# TO BE DONE
Reproduce verbatim only the lines from the one containing "of the spacebar" through the last line below, both included.

[Entries from a point annotation set]
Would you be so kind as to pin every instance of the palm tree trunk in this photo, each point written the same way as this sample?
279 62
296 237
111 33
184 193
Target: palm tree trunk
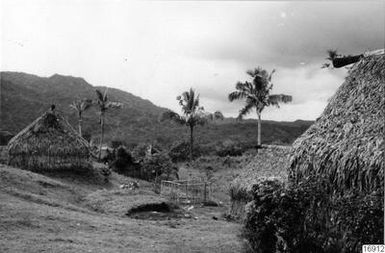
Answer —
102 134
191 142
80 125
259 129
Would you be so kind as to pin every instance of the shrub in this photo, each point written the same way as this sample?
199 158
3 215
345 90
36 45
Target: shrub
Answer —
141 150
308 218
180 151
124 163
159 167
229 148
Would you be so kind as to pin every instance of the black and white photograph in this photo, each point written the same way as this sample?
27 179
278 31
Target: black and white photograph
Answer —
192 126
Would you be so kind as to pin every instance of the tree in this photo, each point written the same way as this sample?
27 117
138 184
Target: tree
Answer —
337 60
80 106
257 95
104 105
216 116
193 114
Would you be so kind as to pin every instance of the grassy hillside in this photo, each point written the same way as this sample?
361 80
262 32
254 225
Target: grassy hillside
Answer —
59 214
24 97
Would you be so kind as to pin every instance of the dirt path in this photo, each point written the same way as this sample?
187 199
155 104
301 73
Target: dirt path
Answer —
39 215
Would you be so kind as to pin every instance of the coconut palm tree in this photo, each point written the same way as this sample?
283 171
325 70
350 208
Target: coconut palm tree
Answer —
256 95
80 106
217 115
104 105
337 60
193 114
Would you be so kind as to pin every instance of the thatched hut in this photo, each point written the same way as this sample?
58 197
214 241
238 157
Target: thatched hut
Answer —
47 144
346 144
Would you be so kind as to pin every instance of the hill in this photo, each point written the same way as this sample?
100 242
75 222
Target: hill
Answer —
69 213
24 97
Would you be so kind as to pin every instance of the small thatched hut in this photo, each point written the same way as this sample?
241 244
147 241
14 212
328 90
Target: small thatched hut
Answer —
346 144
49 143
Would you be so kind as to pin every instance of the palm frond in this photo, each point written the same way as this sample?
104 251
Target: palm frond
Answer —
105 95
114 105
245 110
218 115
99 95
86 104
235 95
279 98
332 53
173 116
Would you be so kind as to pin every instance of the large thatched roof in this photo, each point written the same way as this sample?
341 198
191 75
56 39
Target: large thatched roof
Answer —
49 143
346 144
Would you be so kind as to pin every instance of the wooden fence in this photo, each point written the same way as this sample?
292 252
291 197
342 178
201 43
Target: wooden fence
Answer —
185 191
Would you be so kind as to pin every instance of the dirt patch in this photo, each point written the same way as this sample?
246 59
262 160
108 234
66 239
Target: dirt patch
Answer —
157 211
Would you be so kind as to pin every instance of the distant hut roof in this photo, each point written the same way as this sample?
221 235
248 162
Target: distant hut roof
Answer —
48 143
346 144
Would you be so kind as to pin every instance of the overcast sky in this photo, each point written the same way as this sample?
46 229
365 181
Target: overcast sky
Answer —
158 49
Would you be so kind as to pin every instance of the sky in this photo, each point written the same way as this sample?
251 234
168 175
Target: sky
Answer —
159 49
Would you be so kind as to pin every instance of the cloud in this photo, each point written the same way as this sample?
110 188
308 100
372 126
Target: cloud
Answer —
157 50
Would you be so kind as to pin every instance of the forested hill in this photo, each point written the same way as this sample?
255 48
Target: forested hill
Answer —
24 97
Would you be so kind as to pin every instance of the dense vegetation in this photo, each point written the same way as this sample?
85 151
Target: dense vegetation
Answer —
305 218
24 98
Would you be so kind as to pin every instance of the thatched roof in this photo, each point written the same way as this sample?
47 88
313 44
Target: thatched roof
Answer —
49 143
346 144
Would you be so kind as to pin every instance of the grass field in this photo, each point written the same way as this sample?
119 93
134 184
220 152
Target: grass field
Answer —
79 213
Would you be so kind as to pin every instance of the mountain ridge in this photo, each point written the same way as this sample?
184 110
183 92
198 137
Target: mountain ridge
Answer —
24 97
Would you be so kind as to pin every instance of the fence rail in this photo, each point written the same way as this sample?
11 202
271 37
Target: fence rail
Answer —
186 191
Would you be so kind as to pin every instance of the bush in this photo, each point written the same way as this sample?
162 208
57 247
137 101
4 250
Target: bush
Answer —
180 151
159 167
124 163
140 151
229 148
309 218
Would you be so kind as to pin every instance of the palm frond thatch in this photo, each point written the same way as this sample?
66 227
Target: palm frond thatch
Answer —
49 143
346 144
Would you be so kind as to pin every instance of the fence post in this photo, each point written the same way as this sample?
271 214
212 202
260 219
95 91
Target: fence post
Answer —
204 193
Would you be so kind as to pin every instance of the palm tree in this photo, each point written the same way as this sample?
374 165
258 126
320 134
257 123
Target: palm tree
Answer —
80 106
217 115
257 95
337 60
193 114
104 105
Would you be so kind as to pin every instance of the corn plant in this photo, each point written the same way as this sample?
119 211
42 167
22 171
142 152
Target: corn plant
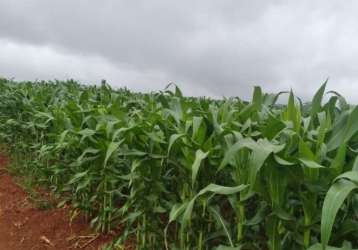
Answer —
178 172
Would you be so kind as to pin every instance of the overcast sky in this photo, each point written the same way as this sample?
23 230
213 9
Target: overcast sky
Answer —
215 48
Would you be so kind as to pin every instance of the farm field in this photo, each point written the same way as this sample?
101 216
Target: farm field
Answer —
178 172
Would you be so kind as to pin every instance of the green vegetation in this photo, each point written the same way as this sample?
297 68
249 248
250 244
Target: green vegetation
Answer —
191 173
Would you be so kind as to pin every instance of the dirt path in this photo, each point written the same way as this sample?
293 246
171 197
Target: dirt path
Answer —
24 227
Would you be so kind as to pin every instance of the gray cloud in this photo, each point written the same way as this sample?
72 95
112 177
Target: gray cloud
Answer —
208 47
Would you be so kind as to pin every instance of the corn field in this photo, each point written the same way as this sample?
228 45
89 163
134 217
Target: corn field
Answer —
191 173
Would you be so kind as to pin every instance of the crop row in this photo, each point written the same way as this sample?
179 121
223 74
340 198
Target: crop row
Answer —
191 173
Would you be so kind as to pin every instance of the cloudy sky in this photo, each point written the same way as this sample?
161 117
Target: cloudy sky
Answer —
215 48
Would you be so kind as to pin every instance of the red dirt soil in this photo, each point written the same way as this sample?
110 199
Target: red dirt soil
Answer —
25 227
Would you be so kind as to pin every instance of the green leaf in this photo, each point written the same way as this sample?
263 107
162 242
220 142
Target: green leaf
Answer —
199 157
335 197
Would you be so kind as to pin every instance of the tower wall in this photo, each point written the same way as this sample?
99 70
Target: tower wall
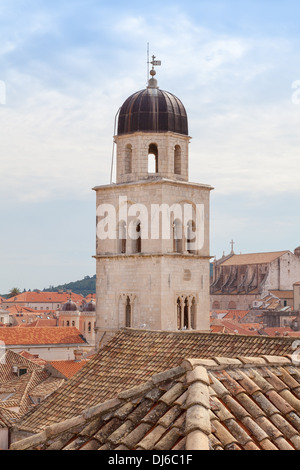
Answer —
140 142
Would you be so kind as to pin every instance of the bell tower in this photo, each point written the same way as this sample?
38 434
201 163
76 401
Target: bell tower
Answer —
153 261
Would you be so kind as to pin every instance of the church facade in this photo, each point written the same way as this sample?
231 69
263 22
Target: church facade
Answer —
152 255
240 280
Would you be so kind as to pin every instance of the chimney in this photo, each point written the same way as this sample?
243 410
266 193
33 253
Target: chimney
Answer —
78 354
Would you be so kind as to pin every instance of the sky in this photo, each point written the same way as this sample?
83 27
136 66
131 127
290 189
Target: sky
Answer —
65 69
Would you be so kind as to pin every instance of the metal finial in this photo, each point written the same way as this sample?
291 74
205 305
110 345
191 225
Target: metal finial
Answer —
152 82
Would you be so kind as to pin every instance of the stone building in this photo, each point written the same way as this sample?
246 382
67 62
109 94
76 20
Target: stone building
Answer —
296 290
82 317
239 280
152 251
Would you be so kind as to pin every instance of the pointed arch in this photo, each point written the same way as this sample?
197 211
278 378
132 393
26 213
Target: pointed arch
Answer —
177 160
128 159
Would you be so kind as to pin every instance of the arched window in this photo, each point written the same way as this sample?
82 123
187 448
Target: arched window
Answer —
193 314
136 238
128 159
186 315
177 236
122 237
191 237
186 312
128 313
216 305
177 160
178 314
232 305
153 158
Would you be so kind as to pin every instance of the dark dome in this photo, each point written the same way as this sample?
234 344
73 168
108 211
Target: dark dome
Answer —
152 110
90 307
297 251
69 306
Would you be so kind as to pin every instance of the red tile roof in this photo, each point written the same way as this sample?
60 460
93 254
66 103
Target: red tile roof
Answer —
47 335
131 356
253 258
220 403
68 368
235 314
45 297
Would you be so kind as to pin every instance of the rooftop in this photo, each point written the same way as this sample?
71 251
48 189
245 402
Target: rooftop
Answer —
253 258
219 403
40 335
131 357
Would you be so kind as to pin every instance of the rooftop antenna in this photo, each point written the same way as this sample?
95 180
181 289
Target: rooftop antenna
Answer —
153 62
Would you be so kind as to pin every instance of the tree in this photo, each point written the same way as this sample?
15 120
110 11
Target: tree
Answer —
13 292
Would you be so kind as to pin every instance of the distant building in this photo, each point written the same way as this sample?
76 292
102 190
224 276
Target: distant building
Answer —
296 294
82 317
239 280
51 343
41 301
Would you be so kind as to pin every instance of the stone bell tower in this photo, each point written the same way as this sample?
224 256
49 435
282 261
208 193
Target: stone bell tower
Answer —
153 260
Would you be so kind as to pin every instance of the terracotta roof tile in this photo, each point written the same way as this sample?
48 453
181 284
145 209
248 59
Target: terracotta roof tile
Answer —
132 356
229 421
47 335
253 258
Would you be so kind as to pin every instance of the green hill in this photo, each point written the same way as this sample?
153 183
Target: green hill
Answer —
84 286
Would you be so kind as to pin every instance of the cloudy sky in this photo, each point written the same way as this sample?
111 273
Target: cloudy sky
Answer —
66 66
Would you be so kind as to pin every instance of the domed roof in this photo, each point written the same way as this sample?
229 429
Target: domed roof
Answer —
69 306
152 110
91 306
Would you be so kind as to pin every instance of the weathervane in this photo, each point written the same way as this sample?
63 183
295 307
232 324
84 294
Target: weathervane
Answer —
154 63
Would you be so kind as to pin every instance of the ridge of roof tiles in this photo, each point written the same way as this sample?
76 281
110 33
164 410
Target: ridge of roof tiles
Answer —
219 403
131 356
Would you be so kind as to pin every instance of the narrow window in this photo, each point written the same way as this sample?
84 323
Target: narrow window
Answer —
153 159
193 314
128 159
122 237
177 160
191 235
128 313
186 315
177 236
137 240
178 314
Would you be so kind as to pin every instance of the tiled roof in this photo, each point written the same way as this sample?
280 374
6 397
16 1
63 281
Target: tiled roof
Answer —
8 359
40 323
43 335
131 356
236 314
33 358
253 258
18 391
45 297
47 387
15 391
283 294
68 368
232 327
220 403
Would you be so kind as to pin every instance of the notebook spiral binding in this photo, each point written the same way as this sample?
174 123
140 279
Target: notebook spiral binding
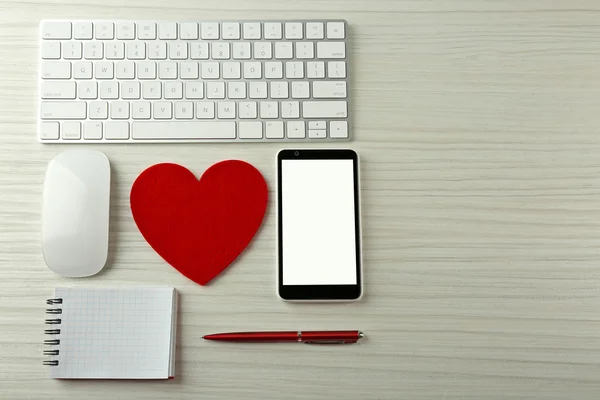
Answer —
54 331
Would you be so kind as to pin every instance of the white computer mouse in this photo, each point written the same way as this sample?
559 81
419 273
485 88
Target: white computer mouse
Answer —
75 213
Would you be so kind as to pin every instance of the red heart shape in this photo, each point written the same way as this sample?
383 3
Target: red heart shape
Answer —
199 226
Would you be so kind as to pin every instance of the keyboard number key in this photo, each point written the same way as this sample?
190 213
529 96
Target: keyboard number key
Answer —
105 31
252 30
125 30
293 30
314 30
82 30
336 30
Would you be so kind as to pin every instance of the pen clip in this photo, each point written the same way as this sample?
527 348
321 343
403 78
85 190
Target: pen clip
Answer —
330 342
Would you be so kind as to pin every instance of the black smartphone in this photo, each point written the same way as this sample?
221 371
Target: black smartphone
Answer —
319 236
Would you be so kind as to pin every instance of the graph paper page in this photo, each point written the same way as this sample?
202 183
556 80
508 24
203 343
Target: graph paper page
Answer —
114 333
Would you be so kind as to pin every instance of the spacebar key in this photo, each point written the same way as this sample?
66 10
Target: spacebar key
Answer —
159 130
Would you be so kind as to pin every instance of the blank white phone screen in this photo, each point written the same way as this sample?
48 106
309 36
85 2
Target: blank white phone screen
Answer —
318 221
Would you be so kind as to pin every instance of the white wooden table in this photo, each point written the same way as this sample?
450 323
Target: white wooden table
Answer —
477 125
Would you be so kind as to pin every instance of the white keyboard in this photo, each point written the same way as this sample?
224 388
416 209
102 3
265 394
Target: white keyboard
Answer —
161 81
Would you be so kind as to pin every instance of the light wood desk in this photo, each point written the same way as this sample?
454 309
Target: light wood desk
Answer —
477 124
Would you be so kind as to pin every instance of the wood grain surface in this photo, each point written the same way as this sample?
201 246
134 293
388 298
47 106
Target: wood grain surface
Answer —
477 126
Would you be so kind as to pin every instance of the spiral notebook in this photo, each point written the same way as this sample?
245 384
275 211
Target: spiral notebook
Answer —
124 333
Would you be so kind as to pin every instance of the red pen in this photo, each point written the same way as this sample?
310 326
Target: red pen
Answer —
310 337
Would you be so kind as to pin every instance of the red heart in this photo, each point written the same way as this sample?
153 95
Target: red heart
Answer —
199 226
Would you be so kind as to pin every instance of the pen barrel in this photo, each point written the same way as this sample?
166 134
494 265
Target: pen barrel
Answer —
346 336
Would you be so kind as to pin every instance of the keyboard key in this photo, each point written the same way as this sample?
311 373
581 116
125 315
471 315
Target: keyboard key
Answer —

# THE ANSWER
Would you be so kind as to pin every instance of the spacebar key in this photo, each point written the same way as this sample?
66 10
Target: spacebar key
Answer —
159 130
Would you be so kind as to pin every instance of the blank white phone screen in this photo, each point written the same way as this sample?
48 106
309 36
85 2
Target: blank white phone screen
Answer —
318 221
Would you be so kind as to pin every instance of the white wooden table in this photo, each point written the same way as this sample?
450 323
Target: white wooden table
Answer —
477 125
Would you be so kind as to pin every instance of the white keyboard in this photo, each point written the same way as this sample?
224 388
416 209
102 3
265 394
Target: white keyboard
Answer —
161 81
Would you be so kind as to pin every instance of the light wood desk in this photo, each point written the same way as this sample?
454 309
Target: light wood desk
Answer —
477 124
Would you be so kind as to pin every instance of the wood grain surface in this photo, each point written the same way as this sample?
201 246
134 293
388 298
47 106
Target: wood grain surface
Answer —
477 126
Would you be so kind as to pin every instance of the spiral notebook in this photo, each point written the same way as this sample?
245 384
275 211
Target: spiral notebook
Answer —
124 333
Would you be so kind as to pin every instance of the red pen in this photo, each point written the same way as this sample?
310 326
Target: red pen
Answer —
310 337
Would you be so kind as to pin every instance of the red heart in this photo, each point written the same way as this sample?
153 95
Target: red heart
Answer —
199 226
Would you be so kind as to pin every instance of the pen barrel in this photo, each point written the same way as this sample?
166 134
494 265
Target: pen barrel
Answer —
346 336
Would you be so kind as to pin every instance of the keyboard key in this photo, each point written the same way as this sample?
311 373
581 116
125 315
471 315
Target: keyboard key
Answer —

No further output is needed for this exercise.